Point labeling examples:
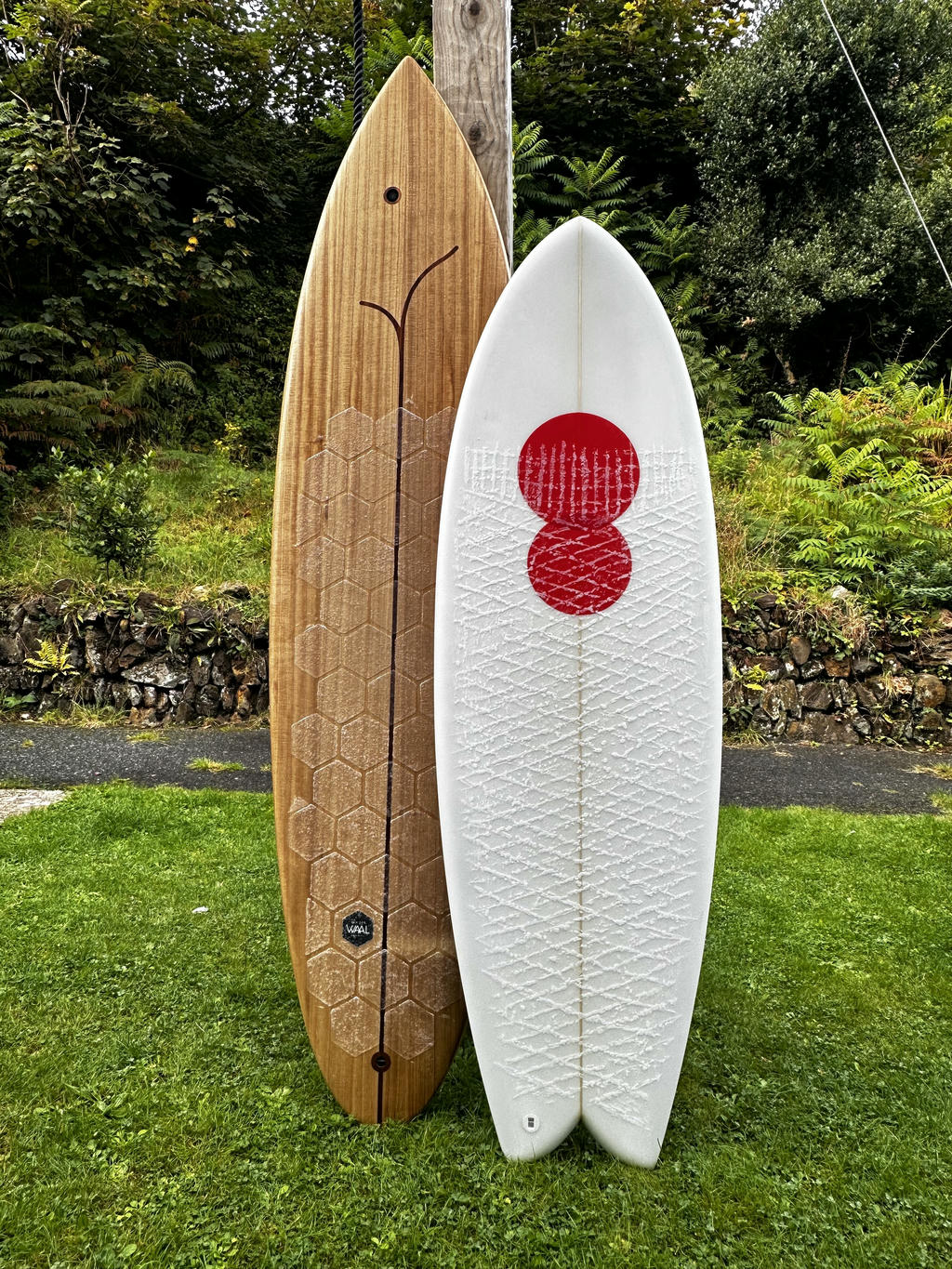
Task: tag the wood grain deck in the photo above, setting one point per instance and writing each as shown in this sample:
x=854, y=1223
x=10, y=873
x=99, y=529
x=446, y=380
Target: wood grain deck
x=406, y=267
---
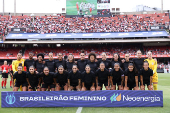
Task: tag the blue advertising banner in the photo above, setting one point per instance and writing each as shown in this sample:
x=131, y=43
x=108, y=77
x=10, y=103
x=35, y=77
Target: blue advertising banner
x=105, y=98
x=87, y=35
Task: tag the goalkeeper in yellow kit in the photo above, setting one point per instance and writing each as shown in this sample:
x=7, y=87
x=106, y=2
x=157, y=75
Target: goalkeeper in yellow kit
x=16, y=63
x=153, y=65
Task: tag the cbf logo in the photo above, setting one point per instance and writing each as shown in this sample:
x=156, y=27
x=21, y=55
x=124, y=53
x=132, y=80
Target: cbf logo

▶ STATED GOAL
Duplicate the lines in the items above, beginning at the line that contains "Task: tag the wood" and stopping after the line that contains "x=406, y=267".

▶ THE ANSWER
Task: tag the wood grain deck in the photo above, setting one point per instance and writing each as shown in this sample:
x=854, y=1223
x=10, y=873
x=99, y=529
x=446, y=380
Target: wood grain deck
x=406, y=267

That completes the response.